**Work required**.
Give the lines of the material verbatim, from the first line to the line with "negative clicks: (704, 142)", including both.

**Task input**.
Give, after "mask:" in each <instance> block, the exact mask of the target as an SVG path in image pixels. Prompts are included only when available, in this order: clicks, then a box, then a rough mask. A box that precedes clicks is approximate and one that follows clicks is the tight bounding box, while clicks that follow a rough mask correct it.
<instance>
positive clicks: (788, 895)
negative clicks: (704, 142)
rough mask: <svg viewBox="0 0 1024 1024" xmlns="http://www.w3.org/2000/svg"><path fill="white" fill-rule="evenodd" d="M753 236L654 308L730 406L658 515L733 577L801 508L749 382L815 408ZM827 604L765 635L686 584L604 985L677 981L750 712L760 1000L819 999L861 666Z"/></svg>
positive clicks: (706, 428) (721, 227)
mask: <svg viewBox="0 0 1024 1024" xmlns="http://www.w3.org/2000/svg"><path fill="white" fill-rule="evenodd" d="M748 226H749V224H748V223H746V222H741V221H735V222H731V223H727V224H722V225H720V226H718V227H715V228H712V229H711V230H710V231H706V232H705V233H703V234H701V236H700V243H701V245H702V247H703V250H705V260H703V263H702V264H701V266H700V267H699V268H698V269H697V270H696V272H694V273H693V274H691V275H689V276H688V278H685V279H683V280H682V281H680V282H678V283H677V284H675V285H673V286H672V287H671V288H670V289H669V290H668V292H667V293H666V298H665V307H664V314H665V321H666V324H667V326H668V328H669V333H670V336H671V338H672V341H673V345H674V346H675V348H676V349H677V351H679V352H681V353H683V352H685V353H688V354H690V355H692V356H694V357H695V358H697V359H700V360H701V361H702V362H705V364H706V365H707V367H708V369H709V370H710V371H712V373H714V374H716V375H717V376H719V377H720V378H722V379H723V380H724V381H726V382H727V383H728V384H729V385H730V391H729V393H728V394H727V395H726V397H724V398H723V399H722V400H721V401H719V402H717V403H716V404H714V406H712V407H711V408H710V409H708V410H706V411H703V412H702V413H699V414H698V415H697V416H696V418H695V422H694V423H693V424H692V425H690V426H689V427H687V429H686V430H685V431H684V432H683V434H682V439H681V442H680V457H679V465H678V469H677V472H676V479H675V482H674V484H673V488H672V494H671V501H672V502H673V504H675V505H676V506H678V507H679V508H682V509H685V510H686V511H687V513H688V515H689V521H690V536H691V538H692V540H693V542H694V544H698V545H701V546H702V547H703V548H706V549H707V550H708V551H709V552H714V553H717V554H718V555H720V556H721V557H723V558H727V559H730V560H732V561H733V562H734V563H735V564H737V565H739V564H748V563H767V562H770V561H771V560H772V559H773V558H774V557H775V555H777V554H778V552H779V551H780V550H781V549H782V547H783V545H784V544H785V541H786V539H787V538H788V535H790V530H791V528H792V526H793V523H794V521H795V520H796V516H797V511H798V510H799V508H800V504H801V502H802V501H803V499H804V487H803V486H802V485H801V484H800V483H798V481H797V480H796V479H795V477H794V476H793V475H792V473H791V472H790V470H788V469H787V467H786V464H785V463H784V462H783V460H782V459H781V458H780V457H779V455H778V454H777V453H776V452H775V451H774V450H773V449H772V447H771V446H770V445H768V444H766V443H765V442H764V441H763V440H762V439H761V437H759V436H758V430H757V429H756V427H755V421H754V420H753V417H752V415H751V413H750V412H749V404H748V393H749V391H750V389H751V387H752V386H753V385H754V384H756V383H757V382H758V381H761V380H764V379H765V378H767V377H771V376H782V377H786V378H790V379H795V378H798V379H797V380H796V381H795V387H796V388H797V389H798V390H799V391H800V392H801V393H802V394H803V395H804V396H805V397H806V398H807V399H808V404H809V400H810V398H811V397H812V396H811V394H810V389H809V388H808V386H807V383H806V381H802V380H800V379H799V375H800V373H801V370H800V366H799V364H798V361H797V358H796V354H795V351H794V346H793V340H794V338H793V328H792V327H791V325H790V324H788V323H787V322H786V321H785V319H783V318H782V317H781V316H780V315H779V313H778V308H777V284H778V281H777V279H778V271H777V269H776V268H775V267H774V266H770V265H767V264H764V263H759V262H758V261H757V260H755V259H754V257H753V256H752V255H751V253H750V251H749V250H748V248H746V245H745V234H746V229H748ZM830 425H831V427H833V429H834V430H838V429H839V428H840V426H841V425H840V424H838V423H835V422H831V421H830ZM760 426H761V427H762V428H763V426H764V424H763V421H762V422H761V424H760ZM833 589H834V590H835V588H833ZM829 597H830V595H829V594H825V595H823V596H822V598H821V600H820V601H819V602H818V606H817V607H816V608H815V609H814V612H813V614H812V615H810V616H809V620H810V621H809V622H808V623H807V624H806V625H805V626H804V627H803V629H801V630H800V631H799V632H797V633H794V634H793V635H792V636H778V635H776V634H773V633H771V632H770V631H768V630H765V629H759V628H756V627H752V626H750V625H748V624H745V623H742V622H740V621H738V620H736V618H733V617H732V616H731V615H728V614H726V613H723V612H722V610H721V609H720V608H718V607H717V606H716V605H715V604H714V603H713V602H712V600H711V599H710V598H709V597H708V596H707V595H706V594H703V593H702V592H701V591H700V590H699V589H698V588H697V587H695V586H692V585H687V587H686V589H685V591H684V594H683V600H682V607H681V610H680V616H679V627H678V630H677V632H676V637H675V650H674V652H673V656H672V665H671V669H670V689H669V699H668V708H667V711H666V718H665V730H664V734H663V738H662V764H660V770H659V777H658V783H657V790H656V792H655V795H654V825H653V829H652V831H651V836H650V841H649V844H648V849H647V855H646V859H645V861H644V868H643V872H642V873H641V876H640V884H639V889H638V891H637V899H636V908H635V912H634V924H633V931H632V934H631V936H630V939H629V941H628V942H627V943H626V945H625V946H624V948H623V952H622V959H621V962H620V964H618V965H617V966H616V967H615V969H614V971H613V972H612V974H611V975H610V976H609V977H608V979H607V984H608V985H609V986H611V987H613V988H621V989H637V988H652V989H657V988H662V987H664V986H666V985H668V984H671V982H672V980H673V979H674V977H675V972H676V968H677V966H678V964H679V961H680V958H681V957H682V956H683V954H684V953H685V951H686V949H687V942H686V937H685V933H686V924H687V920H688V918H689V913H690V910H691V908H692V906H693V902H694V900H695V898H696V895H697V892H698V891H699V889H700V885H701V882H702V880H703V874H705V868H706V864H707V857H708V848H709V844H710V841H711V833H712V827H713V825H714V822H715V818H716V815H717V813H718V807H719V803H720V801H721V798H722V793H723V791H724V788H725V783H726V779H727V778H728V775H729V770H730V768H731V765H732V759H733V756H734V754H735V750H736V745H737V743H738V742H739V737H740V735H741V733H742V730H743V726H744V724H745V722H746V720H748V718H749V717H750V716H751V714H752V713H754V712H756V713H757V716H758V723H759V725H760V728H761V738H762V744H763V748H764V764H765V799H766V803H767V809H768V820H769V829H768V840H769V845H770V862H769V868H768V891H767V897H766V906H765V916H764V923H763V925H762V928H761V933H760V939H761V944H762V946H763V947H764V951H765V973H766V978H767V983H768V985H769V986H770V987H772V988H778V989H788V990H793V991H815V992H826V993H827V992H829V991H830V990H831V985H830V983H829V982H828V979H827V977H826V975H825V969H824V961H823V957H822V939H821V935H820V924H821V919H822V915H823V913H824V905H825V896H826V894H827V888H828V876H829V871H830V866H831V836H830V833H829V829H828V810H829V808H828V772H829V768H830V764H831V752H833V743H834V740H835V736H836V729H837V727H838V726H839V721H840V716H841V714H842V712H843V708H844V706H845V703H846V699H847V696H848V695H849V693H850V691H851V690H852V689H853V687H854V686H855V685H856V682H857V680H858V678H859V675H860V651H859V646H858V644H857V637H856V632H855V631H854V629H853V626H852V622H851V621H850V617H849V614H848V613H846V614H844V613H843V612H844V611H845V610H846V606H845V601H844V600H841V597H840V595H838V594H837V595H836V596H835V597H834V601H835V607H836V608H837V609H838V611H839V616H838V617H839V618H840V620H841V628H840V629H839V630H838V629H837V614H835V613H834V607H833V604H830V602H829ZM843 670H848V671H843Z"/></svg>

**Solution below**.
Give, after "mask:" in each <instance> block, the exact mask of the target as an SVG path in image pixels. Prompts are included only when available, in this order: clicks, then a box, then a rough mask. A box that precedes clicks is approximate and one that follows clicks is the tight bounding box, while clicks that follow a rough mask correct it.
<instance>
positive clicks: (788, 895)
negative clicks: (704, 142)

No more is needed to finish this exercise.